Problems to work on:
a - In the ML system design notes, why might a designer of a video recommendation system want to know whether users can "like" or "dislike" recommended videos? Answer in one to three sentences.
b - Using the ML system design notes, answer each question briefly:
(i) What two possible motivations are named for a system that recommends vacation rentals?
(ii) Into what kinds of target destination can transformed data be loaded during ETL?
(iii) What two general ways of addressing missing values are mentioned?
c - Reproduce word for word the part of the ML system design notes that runs from "One-hot encoding" down to "data come in?".
=== Given text ===
01 ML system design introduction - bytebytego

Created	@February 29, 2024
Tags	System design

Clarifying Requirements

Business objective. If we are asked to create a system to recommend vacation rentals, two possible motivations are to increase the number of bookings and increase the revenue.

Features the system needs to support. What are some of the features that the system is expected to support which could affect our ML system design? For example, let’s assume we’re asked to design a video recommendation system. We might want to know if users can “like” or “dislike” recommended videos, as those interactions could be used to label training data.

Data. What are the data sources? How large is the dataset? Is the data labeled?

Constraints. How much computing power is available? Is it a cloud-based system, or should the system work on a device? Is the model expected to improve automatically over time?

Scale of the system. How many users do we have? How many items, such as videos, are we dealing with? What’s the rate of growth of these metrics?

Performance. How fast must prediction be? Is a real-time solution expected? Does accuracy have more priority or latency?

Frame the Problem as an ML Task

Defining the ML objective

Specifying the system’s input and output

Choosing the right ML category

Defining the ML objective

Specifying the system’s input and output

Choosing the right ML category

Data Preparation

Data sources

which may include: who collected it? How clean is the data? Can the data source be trusted? Is the data user-generated or system generated?

Data storage

a high level how different databases work

Extract, transform, and load (ETL)

ETL consists of three phases:

Extract. This process extracts data from different data sources.

Transform. In this phase, data is often cleansed, mapped, and transformed into a specific format to meet operational needs.

Load. The transformed data is loaded into the target destination, which can be a file, a database, or a data warehouse.

Data types

Numerical data

Numerical data are any data points represented by numbers. numerical data is divided into continuous numerical data and discrete numerical data.

Categorical data

Categorical data refers to data that can be stored and identified based on their assigned names or labels. Categorical data can be divided into two groups: nominal (male/female) and ordinal.

Feature Engineering

Feature engineering contains two processes:

Using domain knowledge to select and extract predictive features from raw data

Transforming predictive features into a format usable by the model

Handling missing values

Data in production often has missing values, which can generally be addressed in two ways: deletion or imputation.

Feature scaling

Many ML models struggle to learn a task when the features of the dataset are in different ranges

Normalization (min-max scaling)

Standardization (Z-score normalization).

Log scaling

Discretization (Bucketing)

Encoding categorical features

Integer encoding

One-hot encoding

Embedding learning

Talking points

Data availability and data collection: What are the data sources? What data is available to us, and how do we collect it? How large is the data size? How often do new data come in?

Data storage: Where is the data currently stored? Is it on the cloud or on user devices? Which data format is appropriate for storing the data? How do we store multimodal data, e.g., a data point that might contain both images and texts?

Feature engineering: How do we process raw data into a form that’s useful for the models? What should we do about missing data? Is feature engineering required for this task? Which operations do we use to transform the raw data into a format usable by the ML model? Do we need to normalize the features? Which features should we construct from the raw data? How do we plan to combine data of different types, such as texts, numbers, and images?
=== Material supplied ===
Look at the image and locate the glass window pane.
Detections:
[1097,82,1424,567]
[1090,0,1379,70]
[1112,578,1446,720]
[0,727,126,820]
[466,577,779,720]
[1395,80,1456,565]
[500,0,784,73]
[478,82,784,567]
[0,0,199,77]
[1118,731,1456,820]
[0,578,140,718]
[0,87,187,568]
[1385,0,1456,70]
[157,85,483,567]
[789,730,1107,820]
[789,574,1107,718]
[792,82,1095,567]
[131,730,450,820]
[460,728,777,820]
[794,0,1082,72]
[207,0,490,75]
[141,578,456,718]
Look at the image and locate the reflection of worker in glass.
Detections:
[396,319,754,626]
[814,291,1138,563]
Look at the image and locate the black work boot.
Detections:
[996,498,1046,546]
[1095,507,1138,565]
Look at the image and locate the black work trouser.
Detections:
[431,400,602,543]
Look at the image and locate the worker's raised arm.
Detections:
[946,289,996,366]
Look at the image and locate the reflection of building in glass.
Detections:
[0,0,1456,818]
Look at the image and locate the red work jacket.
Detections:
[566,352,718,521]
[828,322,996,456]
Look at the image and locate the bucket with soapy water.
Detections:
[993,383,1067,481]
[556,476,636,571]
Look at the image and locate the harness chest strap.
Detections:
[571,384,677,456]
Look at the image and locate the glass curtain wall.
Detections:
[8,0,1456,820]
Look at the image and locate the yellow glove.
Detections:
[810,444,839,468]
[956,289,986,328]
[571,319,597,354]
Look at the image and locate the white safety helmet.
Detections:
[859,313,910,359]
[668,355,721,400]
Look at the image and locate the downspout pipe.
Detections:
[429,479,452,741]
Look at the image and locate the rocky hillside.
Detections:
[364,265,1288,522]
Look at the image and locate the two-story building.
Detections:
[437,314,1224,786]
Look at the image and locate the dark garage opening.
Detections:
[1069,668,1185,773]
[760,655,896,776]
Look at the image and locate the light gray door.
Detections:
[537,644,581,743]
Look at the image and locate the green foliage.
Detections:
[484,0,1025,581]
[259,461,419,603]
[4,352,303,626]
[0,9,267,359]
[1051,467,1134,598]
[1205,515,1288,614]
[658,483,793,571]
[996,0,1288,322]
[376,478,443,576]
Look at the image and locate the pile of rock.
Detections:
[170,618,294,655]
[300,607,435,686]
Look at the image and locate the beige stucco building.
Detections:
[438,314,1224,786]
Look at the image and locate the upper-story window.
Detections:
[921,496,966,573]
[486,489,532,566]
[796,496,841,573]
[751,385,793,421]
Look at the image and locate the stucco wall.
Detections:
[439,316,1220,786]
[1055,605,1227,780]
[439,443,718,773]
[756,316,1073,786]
===
Results for each task:
a - Users' "like" and "dislike" interactions could be used to label training data. Knowing whether the system supports them therefore tells the designer whether that source of labels is available.

b -
(i) Increasing the number of bookings and increasing the revenue.
(ii) A file, a database, or a data warehouse.
(iii) Deletion or imputation.

c -
One-hot encoding

Embedding learning

Talking points

Data availability and data collection: What are the data sources? What data is available to us, and how do we collect it? How large is the data size? How often do new data come in?